### What this task involves
Present every line of the items below as a numbered list, skipping any blank lines.

### Given data
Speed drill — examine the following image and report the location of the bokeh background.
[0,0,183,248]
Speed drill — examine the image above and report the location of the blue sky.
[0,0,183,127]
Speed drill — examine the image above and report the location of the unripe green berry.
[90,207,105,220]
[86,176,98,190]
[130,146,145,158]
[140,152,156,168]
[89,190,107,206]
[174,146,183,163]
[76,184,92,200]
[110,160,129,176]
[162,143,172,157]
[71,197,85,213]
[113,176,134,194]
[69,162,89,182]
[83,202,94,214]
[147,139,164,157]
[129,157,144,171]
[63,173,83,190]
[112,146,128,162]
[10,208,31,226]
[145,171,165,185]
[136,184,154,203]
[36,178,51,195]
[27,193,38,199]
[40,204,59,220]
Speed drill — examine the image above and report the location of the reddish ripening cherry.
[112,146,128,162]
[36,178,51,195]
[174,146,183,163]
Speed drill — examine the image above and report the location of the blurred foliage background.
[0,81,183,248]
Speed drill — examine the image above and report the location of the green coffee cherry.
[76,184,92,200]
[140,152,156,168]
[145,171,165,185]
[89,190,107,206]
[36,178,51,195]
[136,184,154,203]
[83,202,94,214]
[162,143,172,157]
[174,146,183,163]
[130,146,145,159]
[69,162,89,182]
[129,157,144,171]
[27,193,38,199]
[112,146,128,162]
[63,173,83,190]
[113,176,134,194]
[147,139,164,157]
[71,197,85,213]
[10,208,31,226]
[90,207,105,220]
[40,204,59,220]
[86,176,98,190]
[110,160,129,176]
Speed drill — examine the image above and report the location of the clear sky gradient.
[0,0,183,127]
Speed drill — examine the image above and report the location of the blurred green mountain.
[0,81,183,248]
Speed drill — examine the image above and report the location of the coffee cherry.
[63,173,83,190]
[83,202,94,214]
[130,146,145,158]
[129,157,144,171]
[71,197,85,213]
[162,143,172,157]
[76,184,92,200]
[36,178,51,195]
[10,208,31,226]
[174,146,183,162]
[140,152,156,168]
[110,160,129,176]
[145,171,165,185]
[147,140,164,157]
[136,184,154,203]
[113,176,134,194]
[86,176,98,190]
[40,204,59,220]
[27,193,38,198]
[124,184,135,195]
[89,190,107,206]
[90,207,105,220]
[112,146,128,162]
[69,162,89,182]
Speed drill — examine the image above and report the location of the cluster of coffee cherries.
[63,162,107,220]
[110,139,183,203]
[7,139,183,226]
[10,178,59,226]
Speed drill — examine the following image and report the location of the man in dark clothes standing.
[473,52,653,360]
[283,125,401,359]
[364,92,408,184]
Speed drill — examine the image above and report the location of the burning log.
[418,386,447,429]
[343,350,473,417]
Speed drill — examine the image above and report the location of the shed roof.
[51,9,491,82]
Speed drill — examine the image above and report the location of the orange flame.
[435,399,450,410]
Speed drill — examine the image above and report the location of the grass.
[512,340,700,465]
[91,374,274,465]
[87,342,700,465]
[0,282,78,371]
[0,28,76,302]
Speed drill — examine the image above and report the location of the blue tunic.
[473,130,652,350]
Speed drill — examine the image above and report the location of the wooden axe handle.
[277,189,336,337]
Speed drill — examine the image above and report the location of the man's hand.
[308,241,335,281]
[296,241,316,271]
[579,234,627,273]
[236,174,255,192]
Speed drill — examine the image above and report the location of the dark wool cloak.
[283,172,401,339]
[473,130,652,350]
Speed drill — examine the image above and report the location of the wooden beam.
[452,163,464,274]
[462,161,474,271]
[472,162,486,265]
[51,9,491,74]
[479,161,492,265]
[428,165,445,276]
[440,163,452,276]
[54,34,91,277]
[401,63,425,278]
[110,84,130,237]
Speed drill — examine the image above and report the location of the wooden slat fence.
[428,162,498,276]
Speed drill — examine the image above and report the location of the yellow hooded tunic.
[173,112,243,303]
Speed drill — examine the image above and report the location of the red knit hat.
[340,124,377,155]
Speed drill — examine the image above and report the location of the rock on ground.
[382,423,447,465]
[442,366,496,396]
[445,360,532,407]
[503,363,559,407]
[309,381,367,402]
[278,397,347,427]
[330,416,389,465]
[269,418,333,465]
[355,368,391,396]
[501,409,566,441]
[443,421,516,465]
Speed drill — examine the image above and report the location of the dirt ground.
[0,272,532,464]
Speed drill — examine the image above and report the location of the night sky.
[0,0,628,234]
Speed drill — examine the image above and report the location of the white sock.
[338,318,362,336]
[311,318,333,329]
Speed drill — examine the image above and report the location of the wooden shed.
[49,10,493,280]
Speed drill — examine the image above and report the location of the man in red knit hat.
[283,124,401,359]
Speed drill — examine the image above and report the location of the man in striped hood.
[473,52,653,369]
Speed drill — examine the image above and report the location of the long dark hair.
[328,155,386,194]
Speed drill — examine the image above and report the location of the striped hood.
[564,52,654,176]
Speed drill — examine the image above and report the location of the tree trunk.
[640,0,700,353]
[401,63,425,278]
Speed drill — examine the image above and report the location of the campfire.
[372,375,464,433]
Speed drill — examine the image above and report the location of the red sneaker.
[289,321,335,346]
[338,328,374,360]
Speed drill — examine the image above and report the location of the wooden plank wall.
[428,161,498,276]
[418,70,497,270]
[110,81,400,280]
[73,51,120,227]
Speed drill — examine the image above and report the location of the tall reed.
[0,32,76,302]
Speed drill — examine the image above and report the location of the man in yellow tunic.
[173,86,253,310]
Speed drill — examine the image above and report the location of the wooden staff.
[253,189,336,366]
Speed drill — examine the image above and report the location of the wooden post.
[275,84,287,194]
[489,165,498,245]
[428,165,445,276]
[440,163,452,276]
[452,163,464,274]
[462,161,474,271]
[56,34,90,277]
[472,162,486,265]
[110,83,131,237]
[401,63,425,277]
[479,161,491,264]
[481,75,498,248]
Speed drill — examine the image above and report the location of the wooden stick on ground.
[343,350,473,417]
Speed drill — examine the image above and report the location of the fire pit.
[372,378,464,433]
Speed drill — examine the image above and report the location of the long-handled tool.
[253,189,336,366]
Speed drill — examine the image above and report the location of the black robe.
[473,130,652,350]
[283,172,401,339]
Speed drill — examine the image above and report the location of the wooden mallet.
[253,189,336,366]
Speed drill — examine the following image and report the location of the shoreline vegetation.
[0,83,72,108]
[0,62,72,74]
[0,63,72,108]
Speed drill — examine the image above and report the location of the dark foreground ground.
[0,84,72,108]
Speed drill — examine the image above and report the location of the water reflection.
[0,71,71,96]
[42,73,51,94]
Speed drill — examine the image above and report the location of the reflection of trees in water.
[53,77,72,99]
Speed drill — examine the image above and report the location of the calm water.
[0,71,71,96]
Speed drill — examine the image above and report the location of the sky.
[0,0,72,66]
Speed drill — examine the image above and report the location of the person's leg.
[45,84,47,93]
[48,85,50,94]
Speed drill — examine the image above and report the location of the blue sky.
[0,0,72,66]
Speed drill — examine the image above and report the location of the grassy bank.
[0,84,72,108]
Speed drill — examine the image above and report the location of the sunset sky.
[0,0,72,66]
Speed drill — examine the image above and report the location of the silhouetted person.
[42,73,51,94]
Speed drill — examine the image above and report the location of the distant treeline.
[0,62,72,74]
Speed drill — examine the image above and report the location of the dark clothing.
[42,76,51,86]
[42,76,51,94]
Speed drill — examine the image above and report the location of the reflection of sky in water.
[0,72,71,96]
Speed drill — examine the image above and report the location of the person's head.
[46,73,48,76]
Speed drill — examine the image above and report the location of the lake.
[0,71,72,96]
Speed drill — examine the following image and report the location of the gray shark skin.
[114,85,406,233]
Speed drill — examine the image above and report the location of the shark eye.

### Written response
1. Speed drill — examine the following image and report the location of the bokeh background.
2. [0,0,183,248]
3. Speed drill — examine the image above and report the location of the blue sky.
4. [0,0,183,127]
5. Speed drill — examine the image above and report the location of the unripe green berry.
6. [90,207,105,220]
7. [86,176,98,190]
8. [130,146,145,158]
9. [140,152,156,168]
10. [89,190,107,206]
11. [174,146,183,163]
12. [76,184,92,200]
13. [110,160,129,176]
14. [162,143,172,157]
15. [71,197,85,213]
16. [113,176,134,194]
17. [69,162,89,182]
18. [83,202,94,214]
19. [147,139,164,157]
20. [129,157,144,171]
21. [63,173,83,190]
22. [112,146,128,162]
23. [10,208,31,226]
24. [145,171,165,185]
25. [136,184,154,203]
26. [36,178,51,195]
27. [27,193,38,199]
28. [40,204,59,220]
29. Speed drill — examine the image above and report the location of the reddish ripening cherry.
30. [112,146,128,162]
31. [36,178,51,195]
32. [174,146,183,163]
33. Speed drill — examine the image above and report the location of the blurred foliage background.
34. [0,81,183,248]
35. Speed drill — examine the image above and report the location of the green coffee cherry.
36. [76,184,92,200]
37. [140,152,156,168]
38. [145,171,165,185]
39. [89,190,107,206]
40. [36,178,51,195]
41. [136,184,154,203]
42. [83,202,94,214]
43. [162,143,172,157]
44. [174,146,183,163]
45. [130,146,145,159]
46. [69,162,89,182]
47. [129,157,144,171]
48. [27,193,38,199]
49. [112,146,128,162]
50. [63,173,83,190]
51. [113,176,134,194]
52. [147,139,164,157]
53. [71,197,85,213]
54. [10,208,31,226]
55. [90,207,105,220]
56. [40,204,59,220]
57. [86,176,98,190]
58. [110,160,129,176]
59. Speed drill — examine the image above and report the location of the clear sky gradient.
60. [0,0,183,127]
61. Speed drill — examine the image above and report the location of the blurred green mountain.
62. [0,81,183,248]
63. Speed drill — examine the image above and report the location of the coffee cherry.
64. [63,173,83,190]
65. [83,202,94,214]
66. [130,146,145,158]
67. [129,157,144,171]
68. [71,197,85,213]
69. [162,143,172,157]
70. [76,184,92,200]
71. [36,178,51,195]
72. [10,208,31,226]
73. [174,146,183,162]
74. [140,152,156,168]
75. [110,160,129,176]
76. [145,171,165,185]
77. [147,140,164,157]
78. [136,184,154,203]
79. [113,176,134,194]
80. [86,176,98,190]
81. [40,204,59,220]
82. [27,193,38,198]
83. [124,184,135,195]
84. [89,190,107,206]
85. [90,207,105,220]
86. [112,146,128,162]
87. [69,162,89,182]
88. Speed drill — examine the image above and report the location of the cluster of coffee cherries.
89. [63,162,107,220]
90. [110,139,183,203]
91. [7,139,183,226]
92. [10,178,59,226]
93. Speed drill — examine the following image and report the location of the man in dark clothes standing.
94. [473,52,653,360]
95. [283,125,401,359]
96. [364,92,408,184]
97. Speed drill — examine the image above and report the location of the burning log.
98. [418,386,447,429]
99. [343,350,473,417]
100. Speed drill — examine the image above and report the location of the shed roof.
101. [51,9,491,82]
102. Speed drill — examine the image above and report the location of the orange flame.
103. [435,399,450,410]
104. Speed drill — examine the image above and report the location of the grass.
105. [512,340,700,465]
106. [91,374,274,465]
107. [87,342,700,465]
108. [0,282,78,371]
109. [0,28,76,302]
110. Speed drill — examine the image above and report the location of the blue tunic.
111. [473,130,652,350]
112. Speed drill — examine the image above and report the location of the wooden axe handle.
113. [277,189,336,337]
114. Speed drill — examine the image above and report the location of the man's hand.
115. [308,241,335,281]
116. [296,241,316,271]
117. [579,234,627,273]
118. [236,174,255,192]
119. Speed drill — examine the image above and report the location of the dark wool cloak.
120. [283,172,401,339]
121. [473,130,652,350]
122. Speed drill — examine the image above and report the location of the wooden beam.
123. [452,163,464,274]
124. [462,161,474,271]
125. [472,162,486,265]
126. [51,9,491,74]
127. [479,161,492,265]
128. [428,165,445,276]
129. [440,163,452,276]
130. [54,34,91,277]
131. [401,63,425,278]
132. [110,84,130,237]
133. Speed drill — examine the image above and report the location of the wooden slat fence.
134. [428,162,498,276]
135. Speed drill — examine the image above and report the location of the yellow hooded tunic.
136. [173,112,243,303]
137. Speed drill — examine the image above and report the location of the red knit hat.
138. [340,124,377,155]
139. Speed drill — examine the image above and report the location of the rock on ground.
140. [382,423,447,465]
141. [442,366,496,396]
142. [445,360,532,407]
143. [503,363,559,407]
144. [309,381,367,402]
145. [278,397,347,427]
146. [330,416,389,465]
147. [269,418,333,465]
148. [355,368,391,396]
149. [501,409,566,441]
150. [443,421,516,465]
151. Speed drill — examine the image above and report the location of the dirt ground.
152. [0,272,532,464]
153. Speed drill — examine the image above and report the location of the night sky.
154. [0,0,628,234]
155. Speed drill — examine the image above and report the location of the white sock.
156. [338,318,362,336]
157. [311,318,333,329]
158. Speed drill — examine the image above and report the location of the wooden shed.
159. [49,10,493,280]
160. Speed drill — examine the image above and report the location of the man in red knit hat.
161. [283,124,401,359]
162. Speed drill — examine the image above and report the location of the man in striped hood.
163. [473,52,653,369]
164. Speed drill — examine the image above and report the location of the long dark hair.
165. [328,155,386,194]
166. Speed drill — examine the image above and report the location of the striped hood.
167. [564,52,654,176]
168. Speed drill — examine the image above and report the location of the tree trunk.
169. [640,0,700,353]
170. [401,63,425,278]
171. Speed drill — examine the image above and report the location of the campfire.
172. [372,375,464,433]
173. Speed drill — examine the image above and report the location of the red sneaker.
174. [289,321,335,346]
175. [338,328,374,360]
176. Speed drill — examine the image above and report the location of the wooden plank wall.
177. [428,161,498,276]
178. [418,70,497,270]
179. [110,81,400,280]
180. [73,51,120,227]
181. Speed drill — examine the image above and report the location of the tall reed.
182. [0,32,76,302]
183. Speed drill — examine the image above and report the location of the man in yellow tunic.
184. [173,86,253,310]
185. Speed drill — examine the image above and report the location of the wooden staff.
186. [253,189,336,366]
187. Speed drill — examine the image above and report the location of the wooden post.
188. [275,84,287,194]
189. [489,165,498,245]
190. [428,165,445,276]
191. [440,163,452,276]
192. [452,163,464,274]
193. [462,161,474,271]
194. [56,34,90,277]
195. [472,162,486,265]
196. [110,83,131,237]
197. [401,63,425,277]
198. [479,161,491,264]
199. [481,75,498,248]
200. Speed drill — examine the image above and report the location of the wooden stick on ground.
201. [343,350,473,417]
202. Speed drill — examine the image above and report the location of the fire pit.
203. [372,378,464,433]
204. Speed drill — examine the image above and report the location of the long-handled tool.
205. [253,189,336,366]
206. Speed drill — examine the image above and report the location of the black robe.
207. [473,130,652,350]
208. [283,172,401,339]
209. Speed drill — examine the image above and report the location of the wooden mallet.
210. [253,189,336,366]
211. Speed drill — examine the following image and report the location of the shoreline vegetation.
212. [0,83,72,108]
213. [0,62,72,74]
214. [0,63,72,108]
215. Speed drill — examine the image above and report the location of the dark foreground ground.
216. [0,84,72,108]
217. Speed drill — examine the image above and report the location of the water reflection.
218. [0,71,71,96]
219. [42,73,51,94]
220. Speed drill — examine the image above and report the location of the reflection of trees in water.
221. [53,77,72,99]
222. Speed drill — examine the image above and report the location of the calm water.
223. [0,71,71,96]
224. Speed drill — examine the image above and report the location of the sky.
225. [0,0,72,66]
226. Speed drill — examine the image above and report the location of the person's leg.
227. [45,84,47,93]
228. [48,85,50,94]
229. Speed drill — examine the image above and report the location of the blue sky.
230. [0,0,72,66]
231. Speed drill — examine the image above and report the location of the grassy bank.
232. [0,84,72,108]
233. Speed drill — examine the image above and report the location of the sunset sky.
234. [0,0,72,66]
235. Speed drill — examine the image above and report the location of the silhouetted person.
236. [42,73,51,94]
237. Speed drill — examine the image above and report the location of the distant treeline.
238. [0,62,72,74]
239. Speed drill — examine the image above and report the location of the dark clothing.
240. [42,76,51,86]
241. [42,76,51,94]
242. Speed drill — examine the image above and report the location of the reflection of sky in water.
243. [0,72,71,96]
244. Speed drill — examine the image above and report the location of the person's head.
245. [46,73,48,76]
246. Speed drill — examine the image above and report the location of the lake.
247. [0,71,72,96]
248. Speed drill — examine the following image and report the location of the gray shark skin.
249. [114,85,406,233]
250. Speed drill — examine the image above and report the location of the shark eye.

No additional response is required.